> Work task
Retype exactly the lines from the line with "Now, the label says the tail" to the end of the data, keeping both boundary lines.
◇ ◇ ◇ ◇ ◇ ◇ ◇
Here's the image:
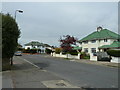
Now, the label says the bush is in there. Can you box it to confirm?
[45,48,52,54]
[55,48,62,54]
[23,49,38,54]
[23,48,30,53]
[17,47,24,51]
[107,49,120,57]
[80,52,90,59]
[30,49,37,54]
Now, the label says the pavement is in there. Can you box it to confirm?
[0,72,2,90]
[74,59,119,68]
[2,56,80,89]
[48,55,119,68]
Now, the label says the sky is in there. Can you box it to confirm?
[2,2,118,47]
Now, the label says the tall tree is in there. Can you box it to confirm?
[2,13,20,70]
[59,35,77,53]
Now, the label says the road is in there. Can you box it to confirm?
[19,54,118,88]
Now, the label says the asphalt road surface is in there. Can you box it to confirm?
[19,54,118,88]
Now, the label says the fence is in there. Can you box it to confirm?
[51,52,120,63]
[111,57,120,63]
[51,52,80,59]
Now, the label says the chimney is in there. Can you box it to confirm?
[97,26,103,32]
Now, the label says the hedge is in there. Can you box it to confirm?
[23,49,41,54]
[107,49,120,57]
[69,50,78,55]
[45,48,52,54]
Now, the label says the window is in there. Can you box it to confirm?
[83,41,88,44]
[91,48,96,53]
[91,40,96,43]
[104,39,107,42]
[84,48,88,53]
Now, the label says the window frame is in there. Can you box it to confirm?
[91,48,96,53]
[91,40,96,43]
[104,39,108,42]
[84,48,88,53]
[83,41,88,44]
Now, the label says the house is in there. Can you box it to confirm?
[24,41,51,53]
[79,26,120,61]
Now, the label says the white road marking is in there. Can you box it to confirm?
[23,58,40,69]
[17,57,40,69]
[17,57,48,72]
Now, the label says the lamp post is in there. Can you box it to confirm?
[10,10,23,66]
[15,10,23,20]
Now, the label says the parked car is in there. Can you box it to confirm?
[96,52,111,62]
[14,51,22,56]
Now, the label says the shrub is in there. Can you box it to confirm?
[23,49,38,54]
[107,49,120,57]
[23,48,30,53]
[55,48,62,54]
[30,49,37,54]
[45,48,52,54]
[80,52,90,59]
[17,47,24,51]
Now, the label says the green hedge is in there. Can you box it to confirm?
[45,48,52,54]
[23,49,40,54]
[69,50,78,55]
[61,50,78,55]
[107,50,120,57]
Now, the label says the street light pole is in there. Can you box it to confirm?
[15,10,23,20]
[10,10,23,66]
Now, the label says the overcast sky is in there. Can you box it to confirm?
[2,2,118,46]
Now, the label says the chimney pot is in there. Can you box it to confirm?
[97,26,103,32]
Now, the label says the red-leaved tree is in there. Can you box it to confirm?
[59,35,77,53]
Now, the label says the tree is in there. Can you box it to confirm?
[17,43,23,51]
[59,35,77,53]
[2,13,20,70]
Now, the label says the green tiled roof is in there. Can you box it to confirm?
[24,41,44,46]
[98,41,120,49]
[72,46,82,50]
[79,29,120,42]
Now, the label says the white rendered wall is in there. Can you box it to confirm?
[81,39,115,55]
[80,39,116,61]
[25,46,32,49]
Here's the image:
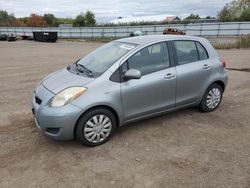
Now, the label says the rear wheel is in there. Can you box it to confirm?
[76,108,116,147]
[200,83,223,112]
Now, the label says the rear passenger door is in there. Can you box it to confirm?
[121,42,177,121]
[173,40,212,106]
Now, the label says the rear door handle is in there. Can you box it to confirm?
[202,64,211,70]
[164,73,175,80]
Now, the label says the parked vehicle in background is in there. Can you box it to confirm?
[0,34,8,41]
[21,34,28,40]
[129,30,143,37]
[32,35,227,147]
[21,34,34,40]
[7,34,17,42]
[163,28,186,35]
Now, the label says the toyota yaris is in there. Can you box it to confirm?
[32,35,228,146]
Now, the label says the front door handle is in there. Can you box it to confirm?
[164,73,175,80]
[202,64,211,70]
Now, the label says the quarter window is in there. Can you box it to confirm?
[196,42,209,60]
[174,41,199,65]
[127,42,170,76]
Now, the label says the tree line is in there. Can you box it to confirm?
[0,10,96,27]
[218,0,250,21]
[0,0,249,27]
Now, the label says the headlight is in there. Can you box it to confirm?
[50,87,87,107]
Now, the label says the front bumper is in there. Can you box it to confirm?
[32,85,82,140]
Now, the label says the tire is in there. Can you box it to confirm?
[200,83,223,112]
[75,108,117,147]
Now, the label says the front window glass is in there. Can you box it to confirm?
[78,42,137,75]
[127,42,170,76]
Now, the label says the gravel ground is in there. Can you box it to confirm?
[0,40,250,188]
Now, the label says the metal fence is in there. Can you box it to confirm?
[0,22,250,38]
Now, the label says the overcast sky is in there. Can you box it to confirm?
[0,0,232,22]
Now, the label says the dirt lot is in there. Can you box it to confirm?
[0,41,250,188]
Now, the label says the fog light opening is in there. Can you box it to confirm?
[46,128,60,135]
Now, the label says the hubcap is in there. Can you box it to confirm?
[206,88,221,109]
[84,114,112,143]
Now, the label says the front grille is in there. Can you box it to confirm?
[35,96,42,105]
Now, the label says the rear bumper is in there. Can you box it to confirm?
[221,72,228,91]
[32,85,82,140]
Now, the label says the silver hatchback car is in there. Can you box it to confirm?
[32,35,228,146]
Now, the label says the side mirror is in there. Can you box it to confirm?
[124,69,141,80]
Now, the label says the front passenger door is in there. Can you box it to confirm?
[121,42,177,121]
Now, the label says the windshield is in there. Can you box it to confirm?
[77,42,137,76]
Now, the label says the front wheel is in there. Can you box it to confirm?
[200,83,223,112]
[75,108,116,147]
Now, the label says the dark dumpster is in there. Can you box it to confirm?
[33,32,58,42]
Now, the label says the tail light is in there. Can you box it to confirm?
[220,58,226,68]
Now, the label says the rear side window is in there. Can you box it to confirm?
[196,42,209,60]
[127,42,170,76]
[174,41,199,65]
◇ ◇ ◇ ◇ ◇ ◇ ◇
> Answer to the problem
Now, the label says the tail light is in there. Can you box it to confirm?
[220,58,226,68]
Now, the label says the rear side window is in there. Can you box it to confirm?
[196,42,209,60]
[127,42,170,76]
[174,41,199,65]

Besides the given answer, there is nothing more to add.